_What the task requires_
Once you have read the listing below, output it again exactly.

_Data section_
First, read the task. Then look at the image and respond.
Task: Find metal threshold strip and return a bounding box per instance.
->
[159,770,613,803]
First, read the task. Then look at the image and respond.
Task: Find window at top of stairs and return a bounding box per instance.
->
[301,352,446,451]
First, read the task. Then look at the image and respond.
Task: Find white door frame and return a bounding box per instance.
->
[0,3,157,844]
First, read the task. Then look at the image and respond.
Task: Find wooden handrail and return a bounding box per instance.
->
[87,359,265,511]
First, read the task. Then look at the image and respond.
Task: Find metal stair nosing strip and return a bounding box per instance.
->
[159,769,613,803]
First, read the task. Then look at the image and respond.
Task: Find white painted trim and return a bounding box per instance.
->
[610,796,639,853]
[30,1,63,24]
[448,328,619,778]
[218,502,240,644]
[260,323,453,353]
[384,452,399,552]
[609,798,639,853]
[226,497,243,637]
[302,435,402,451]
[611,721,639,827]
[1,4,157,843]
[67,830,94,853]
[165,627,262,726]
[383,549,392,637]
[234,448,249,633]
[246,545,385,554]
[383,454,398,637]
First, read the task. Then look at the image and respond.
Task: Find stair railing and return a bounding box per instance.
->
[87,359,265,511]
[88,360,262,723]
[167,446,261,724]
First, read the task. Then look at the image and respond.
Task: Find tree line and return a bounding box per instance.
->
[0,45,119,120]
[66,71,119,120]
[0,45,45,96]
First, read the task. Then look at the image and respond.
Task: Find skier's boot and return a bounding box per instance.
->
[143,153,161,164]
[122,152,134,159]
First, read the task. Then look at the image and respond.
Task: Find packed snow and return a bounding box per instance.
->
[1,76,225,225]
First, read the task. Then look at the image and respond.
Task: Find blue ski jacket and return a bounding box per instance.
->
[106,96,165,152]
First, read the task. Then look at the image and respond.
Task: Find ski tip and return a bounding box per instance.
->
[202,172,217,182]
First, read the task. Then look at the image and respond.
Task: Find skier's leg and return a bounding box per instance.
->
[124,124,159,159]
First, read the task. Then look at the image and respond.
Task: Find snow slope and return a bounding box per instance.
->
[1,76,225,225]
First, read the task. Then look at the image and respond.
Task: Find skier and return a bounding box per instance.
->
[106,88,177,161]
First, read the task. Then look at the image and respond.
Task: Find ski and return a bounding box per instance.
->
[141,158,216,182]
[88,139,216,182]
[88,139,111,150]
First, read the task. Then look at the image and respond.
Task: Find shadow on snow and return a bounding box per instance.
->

_Response to the exercise_
First, read the task. Then look at the image and respond.
Task: Find metal threshold strip and return a bounding box per instance.
->
[159,770,613,803]
First, read the task. Then look at the image and respond.
Task: Find window at top of stairs and return a bounding box per instance.
->
[301,352,446,451]
First, read the task. Then look at the image and respond.
Task: Find white door frame and return a bounding box per instance.
->
[0,3,157,844]
First, read the task. Then look at the image and respond.
Task: Find wooden handrail and return a bounding box per instance.
->
[87,359,265,511]
First, read the task. Then look at the image and respond.
Task: Find metal stair nosing strip and return a bounding box per instance.
->
[159,769,613,803]
First, read the task. Then look at the image and respond.
Task: Find white painted trim and return a bounding box per instance.
->
[610,796,639,853]
[30,1,63,24]
[448,328,619,778]
[218,502,240,644]
[260,323,453,353]
[384,452,399,552]
[609,798,639,853]
[226,497,243,637]
[302,435,402,451]
[611,721,639,827]
[1,4,157,843]
[67,830,94,853]
[165,627,262,726]
[383,549,392,637]
[234,448,249,633]
[246,545,385,554]
[383,454,398,637]
First, read the task. Then look at the image and respond.
Task: Find stair railing and return a bounding box per instance.
->
[87,359,265,511]
[88,360,262,723]
[167,446,261,724]
First, read the task. Then look at the image and respond.
Task: Find tree line and return a bounding box per instance.
->
[0,45,119,120]
[66,71,119,120]
[0,45,45,96]
First, read the task. Then look at the image and respond.
Task: Find skier's boot and return a bounding box per instance.
->
[143,153,161,164]
[122,152,134,159]
First, read the task. Then look at the image and respond.
Task: Find packed snow and return a bounding box per instance.
->
[1,76,225,225]
First, read the task. Then look at the image and respond.
Task: Find blue ski jacket and return a bounding box per instance.
->
[106,96,165,152]
First, read the task. Then look at the image and respond.
Task: Find ski tip and return a bounding box per instance.
->
[202,172,217,182]
First, read the task. Then look at the image and respond.
Task: Find skier's leg and return a bounding box per instance.
->
[124,124,159,159]
First, read the task. Then look at the image and respond.
Task: Find snow slope and return a bounding box per instance.
->
[1,76,225,225]
First, read the task. Then look at the image and respond.
Task: Find skier and return a bounding box per instance.
->
[106,88,177,161]
First, read the task. Then look at the image and respond.
Task: Find ski and return a bounding box per instance.
->
[141,158,216,182]
[88,139,216,182]
[88,139,111,150]
First, read the task. Then look at the image and respond.
Task: Find shadow on snow and return a bounding box per instance.
->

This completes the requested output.